● **ページ本文**:
****************

<マネジャー・リサーチ>インデックスファンドの指数変更:目には見えない事実
連動を目指す指数の変更は時に驚くべき結果を生む
ダニエル・ソチロフ モーニングスター・リサーチ・サービシズ シニア・マネジャー・リサーチ・アナリスト
<連動指数の変更は悪いことか>
指数の値動きへの連動を目指すファンド(インデックスファンド)は、実質的な利益を投資家にもたらすため、過去数十年にわたって人気を集めてきました。基準となる指数の多くは、投資ポートフォリオがどのような株式あるいは債券を選択し、どう加重(ウェイトづけ)するのかを定める透明性の高い一連のルールを設定しています。そうすることで、投資家はファンドの資産構成と投資成果について明確なイメージを持つことができます。また、こうしたルールに基づいて運用される戦略は、人間である運用マネジャーによる目標から逸脱するような感情的な投資判断を排除することができます。
それでも、アクティブな意思決定がインデックスファンドに割り込む余地はあります。その一つが、インデックスファンドが連動対象の指数を変更することです。米国の投資家が投資可能なインデックファンド(ミューチュアルファンドとETFを含む)の相当数が、少なくとも一度は実際に指数を変更しています。中には、同じファンドが何度も変更していることもあります。
一見したところ、ファンドが連動する指数を変更するという考えは、無責任とは言わないまでも、疑わしいように聞こえます。これは、ファンドの投資プロセスを修正するために、ファンドの運用会社がアクティブな意思決定、つまりインデックスファンドが設定当時に排除するように設計されていた意思決定を行うことを意味します。この変更によって、投資家は購入当初に期待していたものを、引き続き得ることができなくなる可能性があります。
しかし、実際はもっと微妙です。指数の変更は、それ自体が必ずしも良いこと、あるは悪いことと決めつけることはできません。投資プロセスに段階的な改善をもたらす小さな調整の形をとるものもあれば、ファンドのリスク(値動きの振れ幅)とリターン(損益)の特性を大きく変えてしまう変更もあります。
<重要なポイント>
- 調査対象としたファンドの約4分の1(310本)のインデックスファンドが少なくとも1回、過去に連動対象とする象指数を変更しています。
- 連動指数を変更したファンドのうち57本が2回以上指数を変更しました。
- インベスコ、ブラックロック(ブランド名はiShares)、バンガードといった大手資産運用会社ほど、より多くのインデックスファンドの指数変更を行っています。
- 調査対象とした指数変更ファンドの約半数は、基盤とする投資プロセスの軽微な調整にとどまり、リスク/リターンの特性は大きく変わりませんでした。
- 運用資産残高が5億㌦を超える大型ファンドでは、指数の変更が投資プロセスに及ぼす影響が軽微な傾向があります。
- 指数を変更した小規模なファンドは、大きなファンドに比べて、基盤となる投資プロセスを大きく変えてしまうような抜本的な変更を行うことが多くみられました。
- 連動する指数を変更したファンドのほとんどは、変更直後に大きな新規資金を集めることはできていません。

****************

● **データ抜粋**:
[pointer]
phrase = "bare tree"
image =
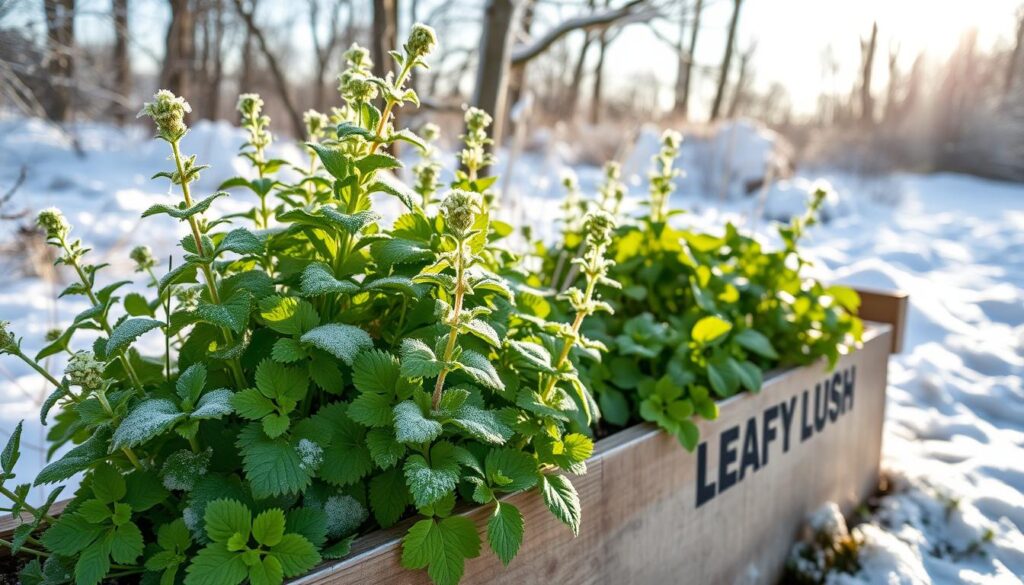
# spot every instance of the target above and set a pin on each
(1015, 55)
(59, 56)
(867, 64)
(298, 127)
(325, 48)
(122, 61)
(742, 80)
(492, 73)
(723, 74)
(179, 48)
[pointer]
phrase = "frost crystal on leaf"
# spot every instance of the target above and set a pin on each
(342, 341)
(183, 467)
(310, 454)
(344, 514)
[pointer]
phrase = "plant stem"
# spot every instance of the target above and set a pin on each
(211, 284)
(406, 70)
(460, 292)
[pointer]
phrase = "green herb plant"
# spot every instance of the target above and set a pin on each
(321, 374)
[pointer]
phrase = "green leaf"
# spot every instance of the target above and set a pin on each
(430, 482)
(412, 426)
(480, 369)
(232, 314)
(181, 212)
(317, 279)
(93, 563)
(371, 409)
(71, 535)
(418, 360)
(440, 547)
(127, 544)
(384, 449)
(342, 341)
(510, 469)
(216, 566)
(296, 554)
(505, 531)
(271, 465)
(251, 404)
(388, 497)
(150, 418)
(710, 329)
(11, 451)
(757, 342)
(268, 527)
(223, 518)
(288, 316)
(127, 332)
(561, 498)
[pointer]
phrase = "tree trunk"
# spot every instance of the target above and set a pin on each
(298, 126)
(494, 60)
(683, 101)
(723, 74)
(1015, 56)
(384, 35)
(122, 63)
(867, 51)
(213, 87)
(179, 49)
(596, 98)
(59, 57)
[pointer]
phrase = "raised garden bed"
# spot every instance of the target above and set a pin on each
(727, 512)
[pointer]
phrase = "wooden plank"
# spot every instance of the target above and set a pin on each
(886, 306)
(642, 523)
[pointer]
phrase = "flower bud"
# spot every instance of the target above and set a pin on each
(460, 210)
(7, 340)
(168, 112)
(477, 120)
(430, 132)
(422, 40)
(53, 222)
(356, 88)
(358, 57)
(597, 227)
(84, 370)
(142, 256)
(316, 124)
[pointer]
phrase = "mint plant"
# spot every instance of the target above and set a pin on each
(318, 374)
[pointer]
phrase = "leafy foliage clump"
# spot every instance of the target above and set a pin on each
(323, 375)
(697, 317)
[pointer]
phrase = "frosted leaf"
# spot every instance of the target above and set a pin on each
(128, 331)
(480, 369)
(317, 279)
(182, 468)
(344, 514)
(148, 419)
(213, 405)
(481, 424)
(412, 426)
(310, 454)
(342, 341)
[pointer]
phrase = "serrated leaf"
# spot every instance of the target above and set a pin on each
(342, 341)
(505, 531)
(560, 497)
(146, 420)
(127, 332)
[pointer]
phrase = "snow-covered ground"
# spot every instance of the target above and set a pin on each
(954, 434)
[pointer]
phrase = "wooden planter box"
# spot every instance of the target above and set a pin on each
(653, 513)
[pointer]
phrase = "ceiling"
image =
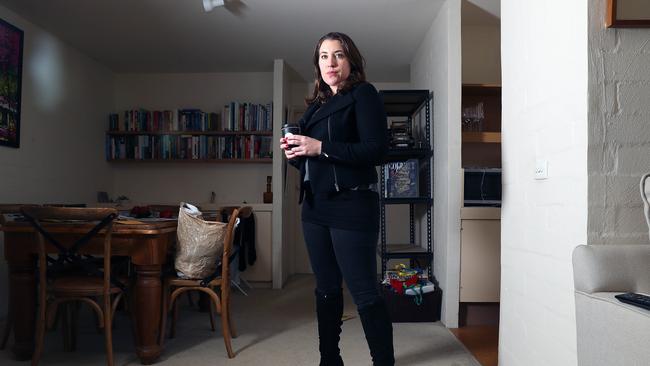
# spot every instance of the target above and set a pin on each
(178, 36)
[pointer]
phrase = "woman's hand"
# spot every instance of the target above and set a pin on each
(299, 145)
(303, 145)
(284, 145)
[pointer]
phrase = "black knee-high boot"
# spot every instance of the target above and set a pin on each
(379, 333)
(329, 310)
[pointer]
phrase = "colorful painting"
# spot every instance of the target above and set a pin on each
(11, 65)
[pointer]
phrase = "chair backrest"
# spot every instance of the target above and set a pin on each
(233, 213)
(645, 196)
(102, 218)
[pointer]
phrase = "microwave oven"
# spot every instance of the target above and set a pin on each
(482, 187)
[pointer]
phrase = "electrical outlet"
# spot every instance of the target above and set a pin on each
(541, 169)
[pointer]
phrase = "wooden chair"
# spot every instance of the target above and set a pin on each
(218, 288)
(13, 208)
(87, 282)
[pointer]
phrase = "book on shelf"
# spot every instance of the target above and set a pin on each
(188, 147)
(235, 116)
(401, 179)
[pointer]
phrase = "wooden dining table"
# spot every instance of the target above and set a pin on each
(145, 243)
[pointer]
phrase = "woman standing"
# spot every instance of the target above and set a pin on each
(343, 137)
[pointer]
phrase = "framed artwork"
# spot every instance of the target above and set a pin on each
(11, 70)
(628, 14)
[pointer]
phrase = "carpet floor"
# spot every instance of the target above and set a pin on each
(275, 327)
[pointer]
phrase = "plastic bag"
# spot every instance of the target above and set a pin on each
(200, 243)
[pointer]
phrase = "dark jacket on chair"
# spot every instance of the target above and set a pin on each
(354, 135)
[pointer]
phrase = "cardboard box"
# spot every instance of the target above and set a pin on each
(402, 308)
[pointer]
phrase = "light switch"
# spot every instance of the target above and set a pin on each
(541, 169)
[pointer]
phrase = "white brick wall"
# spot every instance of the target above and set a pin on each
(619, 132)
(544, 78)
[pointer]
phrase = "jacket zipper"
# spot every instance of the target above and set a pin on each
(329, 135)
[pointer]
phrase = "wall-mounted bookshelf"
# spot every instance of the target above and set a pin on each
(243, 135)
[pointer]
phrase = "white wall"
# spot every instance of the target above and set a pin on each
(481, 54)
(544, 60)
(619, 132)
(65, 99)
(437, 66)
(160, 182)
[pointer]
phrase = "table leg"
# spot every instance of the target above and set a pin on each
(148, 290)
(22, 295)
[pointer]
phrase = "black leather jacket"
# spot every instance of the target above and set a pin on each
(352, 129)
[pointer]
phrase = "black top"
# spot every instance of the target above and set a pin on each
(352, 128)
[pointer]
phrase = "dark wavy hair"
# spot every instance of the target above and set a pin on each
(322, 91)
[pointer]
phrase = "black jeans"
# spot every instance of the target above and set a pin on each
(338, 254)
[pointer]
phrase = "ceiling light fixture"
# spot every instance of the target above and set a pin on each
(208, 5)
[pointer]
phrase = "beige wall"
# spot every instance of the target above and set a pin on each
(481, 47)
(437, 66)
(66, 97)
(544, 118)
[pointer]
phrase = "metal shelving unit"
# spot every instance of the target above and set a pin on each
(410, 103)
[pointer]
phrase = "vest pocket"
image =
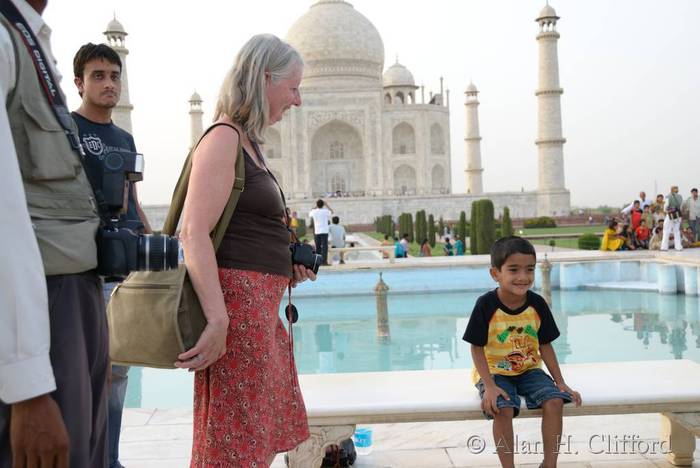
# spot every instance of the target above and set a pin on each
(50, 156)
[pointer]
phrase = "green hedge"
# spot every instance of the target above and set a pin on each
(483, 227)
(506, 224)
(542, 221)
(431, 230)
(589, 241)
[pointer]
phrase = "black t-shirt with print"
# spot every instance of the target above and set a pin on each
(487, 305)
(99, 140)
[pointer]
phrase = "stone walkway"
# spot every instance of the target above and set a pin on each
(163, 438)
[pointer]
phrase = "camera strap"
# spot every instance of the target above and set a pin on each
(48, 83)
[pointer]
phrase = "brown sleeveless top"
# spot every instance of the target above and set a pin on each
(257, 238)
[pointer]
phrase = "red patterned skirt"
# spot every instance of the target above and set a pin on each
(248, 405)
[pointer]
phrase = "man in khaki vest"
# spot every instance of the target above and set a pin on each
(53, 330)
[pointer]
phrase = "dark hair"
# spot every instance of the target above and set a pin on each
(90, 52)
(507, 246)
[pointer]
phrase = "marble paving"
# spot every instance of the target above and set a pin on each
(163, 438)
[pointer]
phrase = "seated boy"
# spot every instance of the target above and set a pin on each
(511, 330)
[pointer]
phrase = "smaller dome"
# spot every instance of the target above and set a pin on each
(547, 12)
(398, 75)
(115, 26)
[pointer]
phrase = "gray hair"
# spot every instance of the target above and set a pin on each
(242, 97)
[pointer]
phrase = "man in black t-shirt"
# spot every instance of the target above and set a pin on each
(97, 70)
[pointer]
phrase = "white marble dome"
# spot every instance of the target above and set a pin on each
(115, 26)
(398, 75)
(547, 12)
(335, 40)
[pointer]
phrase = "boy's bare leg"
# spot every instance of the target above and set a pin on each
(551, 430)
(503, 436)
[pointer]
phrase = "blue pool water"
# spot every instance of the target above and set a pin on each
(338, 334)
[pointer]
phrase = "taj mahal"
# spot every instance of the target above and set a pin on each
(372, 139)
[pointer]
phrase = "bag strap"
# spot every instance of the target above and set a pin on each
(180, 192)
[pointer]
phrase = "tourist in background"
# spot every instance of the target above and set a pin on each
(459, 245)
(399, 251)
(641, 235)
(337, 236)
(386, 242)
(247, 402)
(673, 219)
(691, 210)
(447, 248)
(611, 239)
(657, 208)
(405, 244)
(425, 250)
(626, 236)
(321, 217)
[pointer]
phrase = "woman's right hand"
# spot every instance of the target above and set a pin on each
(209, 348)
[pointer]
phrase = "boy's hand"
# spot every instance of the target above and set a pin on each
(490, 399)
(574, 394)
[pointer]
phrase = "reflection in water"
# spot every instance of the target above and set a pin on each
(339, 334)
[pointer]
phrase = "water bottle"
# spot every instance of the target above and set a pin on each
(363, 441)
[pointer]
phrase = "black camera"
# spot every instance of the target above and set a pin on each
(303, 254)
(120, 249)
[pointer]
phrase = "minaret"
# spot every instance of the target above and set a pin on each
(472, 142)
(195, 118)
(553, 198)
(121, 114)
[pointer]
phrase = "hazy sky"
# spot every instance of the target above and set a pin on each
(629, 69)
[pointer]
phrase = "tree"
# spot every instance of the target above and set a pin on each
(462, 226)
(506, 224)
(486, 228)
(473, 238)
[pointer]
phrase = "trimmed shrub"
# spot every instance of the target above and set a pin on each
(473, 247)
(485, 229)
(462, 226)
(542, 221)
(506, 224)
(589, 241)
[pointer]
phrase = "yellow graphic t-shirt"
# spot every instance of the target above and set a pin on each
(511, 338)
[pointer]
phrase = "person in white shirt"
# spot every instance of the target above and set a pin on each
(673, 219)
(692, 209)
(38, 410)
(321, 216)
(642, 203)
(337, 235)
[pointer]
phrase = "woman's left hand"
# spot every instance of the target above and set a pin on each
(301, 274)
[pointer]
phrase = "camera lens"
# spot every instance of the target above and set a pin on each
(158, 252)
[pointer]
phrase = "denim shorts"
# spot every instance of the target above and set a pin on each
(535, 385)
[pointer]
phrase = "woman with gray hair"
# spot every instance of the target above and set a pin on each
(247, 402)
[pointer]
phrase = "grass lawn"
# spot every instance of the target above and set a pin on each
(413, 247)
(596, 229)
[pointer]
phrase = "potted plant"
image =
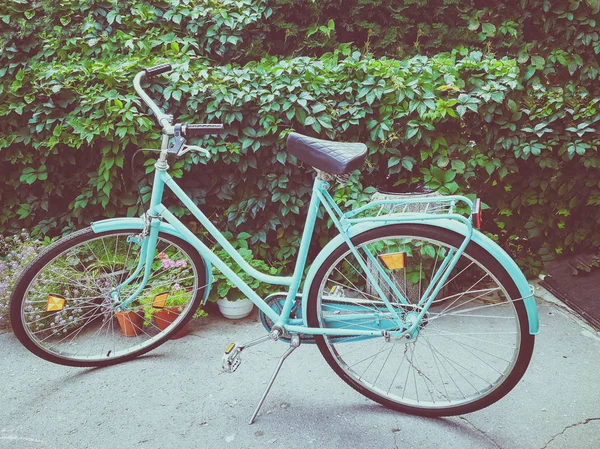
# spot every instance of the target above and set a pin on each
(232, 303)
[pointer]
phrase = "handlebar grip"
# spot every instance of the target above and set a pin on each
(192, 130)
(158, 69)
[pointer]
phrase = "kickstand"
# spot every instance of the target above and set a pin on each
(294, 343)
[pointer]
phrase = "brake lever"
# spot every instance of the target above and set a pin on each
(196, 148)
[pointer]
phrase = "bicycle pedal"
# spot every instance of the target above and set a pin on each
(231, 359)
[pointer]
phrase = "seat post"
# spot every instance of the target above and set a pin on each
(324, 176)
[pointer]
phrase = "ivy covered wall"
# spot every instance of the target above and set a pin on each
(495, 98)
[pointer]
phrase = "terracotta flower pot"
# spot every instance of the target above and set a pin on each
(131, 323)
(166, 316)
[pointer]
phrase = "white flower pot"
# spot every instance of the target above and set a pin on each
(234, 310)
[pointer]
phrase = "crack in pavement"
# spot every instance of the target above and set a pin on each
(580, 423)
(483, 432)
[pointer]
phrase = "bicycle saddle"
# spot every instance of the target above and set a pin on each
(337, 158)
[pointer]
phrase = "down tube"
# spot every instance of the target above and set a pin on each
(216, 262)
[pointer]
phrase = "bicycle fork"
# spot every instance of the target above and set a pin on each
(147, 240)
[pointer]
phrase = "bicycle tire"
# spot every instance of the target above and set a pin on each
(318, 308)
(24, 330)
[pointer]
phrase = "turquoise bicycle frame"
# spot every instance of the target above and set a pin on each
(159, 219)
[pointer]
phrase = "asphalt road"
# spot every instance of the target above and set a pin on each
(177, 397)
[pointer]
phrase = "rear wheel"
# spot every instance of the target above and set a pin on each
(62, 309)
(471, 348)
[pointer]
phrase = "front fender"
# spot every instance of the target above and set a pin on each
(492, 247)
(116, 224)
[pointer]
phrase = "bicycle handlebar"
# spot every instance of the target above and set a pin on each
(166, 120)
(163, 119)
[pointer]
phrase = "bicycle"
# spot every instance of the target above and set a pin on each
(418, 311)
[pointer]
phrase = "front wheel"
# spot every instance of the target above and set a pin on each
(472, 346)
(63, 306)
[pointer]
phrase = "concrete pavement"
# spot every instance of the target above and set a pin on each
(176, 397)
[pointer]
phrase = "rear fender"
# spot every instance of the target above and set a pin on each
(492, 247)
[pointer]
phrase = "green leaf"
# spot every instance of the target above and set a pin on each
(489, 29)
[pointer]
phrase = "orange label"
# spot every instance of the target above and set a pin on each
(55, 303)
(393, 261)
(160, 300)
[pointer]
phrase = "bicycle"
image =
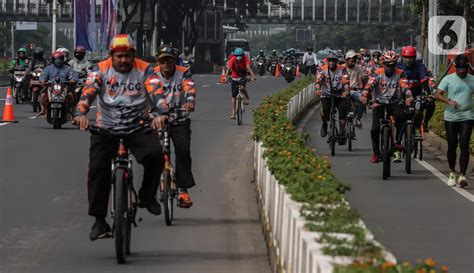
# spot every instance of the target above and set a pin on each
(124, 197)
(386, 140)
(240, 109)
(333, 131)
(168, 189)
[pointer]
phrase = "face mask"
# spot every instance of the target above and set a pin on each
(389, 71)
(58, 62)
(409, 62)
(462, 75)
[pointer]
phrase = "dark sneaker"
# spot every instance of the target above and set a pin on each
(375, 158)
(184, 200)
(100, 230)
(324, 129)
(152, 206)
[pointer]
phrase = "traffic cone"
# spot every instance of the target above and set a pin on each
(223, 80)
(8, 115)
(277, 71)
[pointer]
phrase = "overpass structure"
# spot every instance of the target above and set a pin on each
(315, 12)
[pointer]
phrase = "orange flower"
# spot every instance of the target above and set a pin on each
(430, 262)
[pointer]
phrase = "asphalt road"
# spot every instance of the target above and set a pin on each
(43, 203)
(415, 216)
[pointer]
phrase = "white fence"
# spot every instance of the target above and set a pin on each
(293, 249)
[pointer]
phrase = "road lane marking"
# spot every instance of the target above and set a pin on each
(444, 179)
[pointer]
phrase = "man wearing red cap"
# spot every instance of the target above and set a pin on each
(418, 83)
(118, 83)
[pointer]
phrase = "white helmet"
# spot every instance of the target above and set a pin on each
(65, 51)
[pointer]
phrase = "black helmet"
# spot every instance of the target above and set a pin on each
(38, 53)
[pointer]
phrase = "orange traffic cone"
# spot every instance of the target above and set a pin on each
(223, 79)
(277, 71)
(8, 115)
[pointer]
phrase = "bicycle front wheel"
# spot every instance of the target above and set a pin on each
(168, 206)
(240, 111)
(386, 136)
(121, 223)
(409, 147)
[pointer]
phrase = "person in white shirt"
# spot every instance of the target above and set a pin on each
(310, 61)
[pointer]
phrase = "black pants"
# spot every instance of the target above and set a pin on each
(181, 136)
(147, 150)
(458, 132)
(310, 70)
(400, 116)
(342, 104)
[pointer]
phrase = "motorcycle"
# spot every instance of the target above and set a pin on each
(56, 108)
(35, 88)
(19, 77)
(261, 67)
(273, 66)
(289, 72)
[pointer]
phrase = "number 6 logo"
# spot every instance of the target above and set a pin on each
(446, 34)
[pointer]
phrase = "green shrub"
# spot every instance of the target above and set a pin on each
(308, 178)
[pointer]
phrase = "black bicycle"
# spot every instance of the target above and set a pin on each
(168, 189)
(386, 140)
(124, 197)
(333, 135)
(240, 108)
(413, 139)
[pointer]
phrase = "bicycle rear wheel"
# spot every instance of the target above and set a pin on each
(333, 138)
(350, 129)
(408, 147)
(121, 223)
(386, 152)
(239, 110)
(166, 196)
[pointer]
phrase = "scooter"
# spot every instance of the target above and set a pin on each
(19, 77)
(289, 72)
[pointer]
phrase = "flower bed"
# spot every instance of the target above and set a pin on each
(309, 180)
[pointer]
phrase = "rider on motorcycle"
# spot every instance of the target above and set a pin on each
(173, 85)
(38, 60)
(123, 101)
(187, 56)
(387, 92)
(57, 69)
(20, 63)
(239, 65)
(79, 63)
(333, 80)
(418, 79)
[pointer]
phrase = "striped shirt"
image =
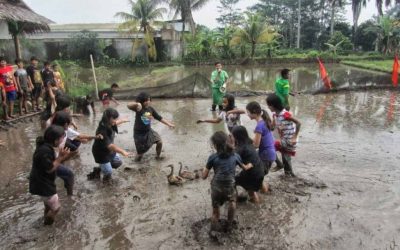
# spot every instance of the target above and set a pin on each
(286, 129)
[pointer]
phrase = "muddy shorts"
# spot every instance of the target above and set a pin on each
(221, 194)
(144, 142)
(51, 201)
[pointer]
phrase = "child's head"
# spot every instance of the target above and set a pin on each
(34, 61)
(19, 63)
(144, 99)
(110, 117)
(274, 103)
(114, 87)
(62, 118)
(253, 110)
(241, 136)
(63, 103)
(220, 142)
(285, 73)
(228, 102)
(3, 61)
(53, 135)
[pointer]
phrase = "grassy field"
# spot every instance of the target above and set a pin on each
(378, 65)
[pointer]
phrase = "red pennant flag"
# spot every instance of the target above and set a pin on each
(324, 75)
(395, 72)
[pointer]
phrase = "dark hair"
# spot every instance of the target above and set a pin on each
(61, 118)
(255, 108)
(143, 97)
(19, 60)
(109, 114)
(284, 72)
(274, 101)
(51, 134)
(220, 141)
(231, 102)
(63, 102)
(241, 136)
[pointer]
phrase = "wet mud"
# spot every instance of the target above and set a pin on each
(345, 196)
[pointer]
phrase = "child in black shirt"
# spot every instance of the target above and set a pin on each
(143, 134)
(43, 172)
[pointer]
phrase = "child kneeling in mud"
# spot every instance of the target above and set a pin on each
(105, 152)
(143, 134)
(224, 163)
(43, 172)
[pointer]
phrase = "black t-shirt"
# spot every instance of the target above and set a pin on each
(47, 76)
(143, 119)
(34, 74)
(249, 155)
(41, 182)
(105, 94)
(100, 150)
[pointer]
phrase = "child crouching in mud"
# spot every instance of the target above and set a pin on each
(105, 152)
(288, 129)
(224, 163)
(44, 167)
(143, 134)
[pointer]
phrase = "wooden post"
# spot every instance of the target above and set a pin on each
(94, 76)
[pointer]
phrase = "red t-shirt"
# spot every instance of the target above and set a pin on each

****************

● **やること**:
A) 本文によると、連動指数を変更したファンドのうち、2回以上指数を変更したのは何本か。
B) 本文の「それでも、アクティブな意思決」から「は大きく変わりませんでした。」までを、両端も含めてそのまま書き写すこと。

● **解答**:
A) 57本。

B)
それでも、アクティブな意思決定がインデックスファンドに割り込む余地はあります。その一つが、インデックスファンドが連動対象の指数を変更することです。米国の投資家が投資可能なインデックファンド(ミューチュアルファンドとETFを含む)の相当数が、少なくとも一度は実際に指数を変更しています。中には、同じファンドが何度も変更していることもあります。
一見したところ、ファンドが連動する指数を変更するという考えは、無責任とは言わないまでも、疑わしいように聞こえます。これは、ファンドの投資プロセスを修正するために、ファンドの運用会社がアクティブな意思決定、つまりインデックスファンドが設定当時に排除するように設計されていた意思決定を行うことを意味します。この変更によって、投資家は購入当初に期待していたものを、引き続き得ることができなくなる可能性があります。
しかし、実際はもっと微妙です。指数の変更は、それ自体が必ずしも良いこと、あるは悪いことと決めつけることはできません。投資プロセスに段階的な改善をもたらす小さな調整の形をとるものもあれば、ファンドのリスク(値動きの振れ幅)とリターン(損益)の特性を大きく変えてしまう変更もあります。
<重要なポイント>
- 調査対象としたファンドの約4分の1(310本)のインデックスファンドが少なくとも1回、過去に連動対象とする象指数を変更しています。
- 連動指数を変更したファンドのうち57本が2回以上指数を変更しました。
- インベスコ、ブラックロック(ブランド名はiShares)、バンガードといった大手資産運用会社ほど、より多くのインデックスファンドの指数変更を行っています。
- 調査対象とした指数変更ファンドの約半数は、基盤とする投資プロセスの軽微な調整にとどまり、リスク/リターンの特性は大きく変わりませんでした。